ACTIONS TO TAKE:
- a) For each statement, say yes or no according to the Genealogy Ensemble newsletter, and quote the newsletter's exact words that decide it. (i) The February 28, 2018 presentation at the Benny Library drew a larger group than the previous one. (ii) Two copies of Beads in a Necklace will be given out in a draw at the Hudson presentations. (iii) Marian will open the Hudson presentations.
- b) Print the stretch of the Genealogy Ensemble newsletter from "The Huguenots, French" through "of family stories.", word for word.

DOCUMENT SECTION:
------------------------------

Our Newsletter


Genealogy Ensemble

A group of Montreal-based friends who meet monthly to discuss genealogy
and write about their ancestors


April 2018 Newsletter No 3


Emigration of the Huguenots -1556- Jan-Antoon-Neuhuys.
Wikipedia Public Domain.

The Huguenots, French Calvinist Protestants, were at one time ten percent of the population of France but many thousands were forced to emigrate to Europe and elsewhere due to religious persecution. (See Genealogy by the numbers below.)

As it happens, one of the most popular landing pages on http://www.genealogyensemble.com is The List of Huguenot Surnames by Jacques Gagné. Jacques has posted other related items, as well. Although only a small number of these Huguenots eventually emigrated to Catholic New France, many people seem to feel they have Canadian Huguenots in their family trees. Do you?


Business News


Benny Library Presentation: Planting the seeds of family stories.

Mary Sutherland reports: On Wednesday, February 28, 2018, Janice and Mary gave their second Writing Family History presentation at the Benny Library in NDG. The opening slide of skaters in Benny Park in 1959 was a hit. The picture, taken just across the street from where the new library now sits started people reminiscing. It was a smaller group this time around.

Some people were more interested in how to research their family than write stories about them but they all listened and asked questions. The interactive exercise was very successful once again. That surprised me. People immediately turned to a neighbour and started talking about a family member. Some didn’t want to stop. Let’s hope we inspired someone to start writing.

Conversation Starter: Mary Sutherland’s wonderful photo of her family enjoying the outdoors in Benny Park, circa 1959.

Mary Sutherland again: The picture is part of my family collection. I’m the one in the funny little snowsuit and my father is the one with the weak ankles. (My brother said the skates were made of kangaroo leather and very soft not supportive.) Also my sister Betsy and my friend Dilys.


Announcing Two April Presentations in Hudson, Quebec.


The dates are set for Writing Your Family Stories presentations at the Hudson Memorial Library: Saturday April 14, 2 p.m and Wednesday, April 18, 7 p.m.

Entrance to the Hudson War Memorial Library at the end of March. Let’s hope the snow melts before April 14th.

Claire Lindell, Marian Bulford and Dorothy Nixon will be the animators. Claire will open by describing the Genealogy Ensemble Writing Group’s working model and then she will talk about how our book Beads in a Necklace came about. Dorothy will follow with a discussion on ‘sources of inspiration’ for family stories – over and above the genealogical record and Marian will talk about how much she has learned as a writer in her five years since attending the group and read from one of her Beads in a Necklace stories.

Two copies of Beads in a Necklace will be given out in a draw and other copies will be available for sale.

The War Memorial Library also has two copies for loan to members.

If you are interested contact Donna Seaman, who is organizing these workshops.

60 Elm, Hudson Heights QC J0P 1J0
Members of the congregation of St John the Baptist in Pointe-Claire have been invited to an April 26thpresentation on Writing Your Family Stories given by Barb Angus and parishioner Lucy Anglin.

------------------------------

THE DATA:
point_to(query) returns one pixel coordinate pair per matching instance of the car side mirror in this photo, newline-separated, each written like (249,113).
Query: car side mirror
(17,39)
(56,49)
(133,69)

------------------------------

PER-TASK OUTPUTS:
- a)
(i) No: "It was a smaller group this time around."
(ii) Yes: "Two copies of Beads in a Necklace will be given out in a draw"
(iii) No: "Claire will open by describing the Genealogy Ensemble Writing Group’s working model"

- b)
The Huguenots, French Calvinist Protestants, were at one time ten percent of the population of France but many thousands were forced to emigrate to Europe and elsewhere due to religious persecution. (See Genealogy by the numbers below.)

As it happens, one of the most popular landing pages on http://www.genealogyensemble.com is The List of Huguenot Surnames by Jacques Gagné. Jacques has posted other related items, as well. Although only a small number of these Huguenots eventually emigrated to Catholic New France, many people seem to feel they have Canadian Huguenots in their family trees. Do you?


Business News


Benny Library Presentation: Planting the seeds of family stories.